TLDR: A study found that advanced Large Language Models (LLMs) like GPT-5 and the o3 family can perform complex mental imagery tasks, traditionally thought to require visual imagination, significantly better than humans. This suggests LLMs use propositional reasoning, challenging long-held beliefs about mental imagery and offering new benchmarks for AI cognitive abilities. Surprisingly, image-aided reasoning did not improve LLM performance.
A groundbreaking study has revealed that advanced Large Language Models (LLMs) are capable of performing complex mental imagery tasks, traditionally believed to require visual imagination, at a level significantly surpassing human performance. This finding challenges long-standing theories in cognitive psychology and opens new avenues for understanding artificial intelligence’s emergent cognitive capacities.
For decades, cognitive psychologists have debated the nature of mental imagery, with the dominant view suggesting it’s a pictorial process—meaning we ‘see’ images in our minds. A classic task used to support this view involves following a series of instructions to transform imagined letters and shapes into a final object, which subjects then identify. Success in this task was thought to be impossible without visual mental imagery.

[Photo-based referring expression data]
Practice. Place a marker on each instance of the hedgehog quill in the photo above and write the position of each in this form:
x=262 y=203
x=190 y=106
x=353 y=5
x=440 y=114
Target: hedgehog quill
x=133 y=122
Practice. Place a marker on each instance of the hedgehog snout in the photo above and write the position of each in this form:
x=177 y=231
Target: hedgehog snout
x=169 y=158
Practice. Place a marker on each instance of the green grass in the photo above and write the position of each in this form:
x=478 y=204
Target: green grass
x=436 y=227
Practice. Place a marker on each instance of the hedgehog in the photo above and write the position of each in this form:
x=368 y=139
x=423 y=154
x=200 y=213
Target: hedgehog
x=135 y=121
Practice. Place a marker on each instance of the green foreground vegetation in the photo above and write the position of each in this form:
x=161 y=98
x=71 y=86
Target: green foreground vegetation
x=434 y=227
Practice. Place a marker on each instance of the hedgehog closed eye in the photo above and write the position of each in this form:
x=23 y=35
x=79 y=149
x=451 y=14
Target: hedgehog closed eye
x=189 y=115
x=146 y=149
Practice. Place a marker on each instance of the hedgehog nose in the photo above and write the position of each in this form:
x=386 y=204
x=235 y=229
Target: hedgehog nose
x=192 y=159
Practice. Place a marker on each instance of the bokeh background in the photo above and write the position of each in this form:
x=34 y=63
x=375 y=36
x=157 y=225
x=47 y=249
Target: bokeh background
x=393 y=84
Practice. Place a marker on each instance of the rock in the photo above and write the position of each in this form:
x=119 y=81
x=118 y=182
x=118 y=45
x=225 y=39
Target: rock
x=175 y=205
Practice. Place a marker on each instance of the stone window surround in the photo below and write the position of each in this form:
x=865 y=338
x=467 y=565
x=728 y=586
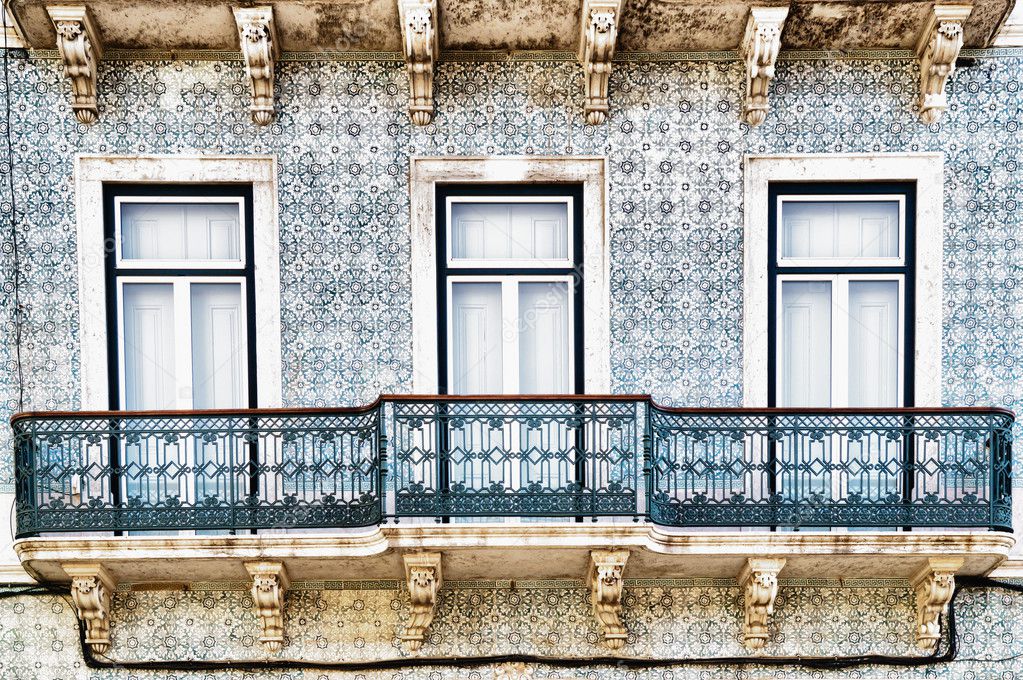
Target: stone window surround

▶ **Work instruction**: Copy out the article on language models and mental imagery, beginning at the words "TLDR: A study" and stopping after "emergent cognitive capacities.", and change "groundbreaking" to "recent".

▶ **Written response**:
TLDR: A study found that advanced Large Language Models (LLMs) like GPT-5 and the o3 family can perform complex mental imagery tasks, traditionally thought to require visual imagination, significantly better than humans. This suggests LLMs use propositional reasoning, challenging long-held beliefs about mental imagery and offering new benchmarks for AI cognitive abilities. Surprisingly, image-aided reasoning did not improve LLM performance.
A recent study has revealed that advanced Large Language Models (LLMs) are capable of performing complex mental imagery tasks, traditionally believed to require visual imagination, at a level significantly surpassing human performance. This finding challenges long-standing theories in cognitive psychology and opens new avenues for understanding artificial intelligence’s emergent cognitive capacities.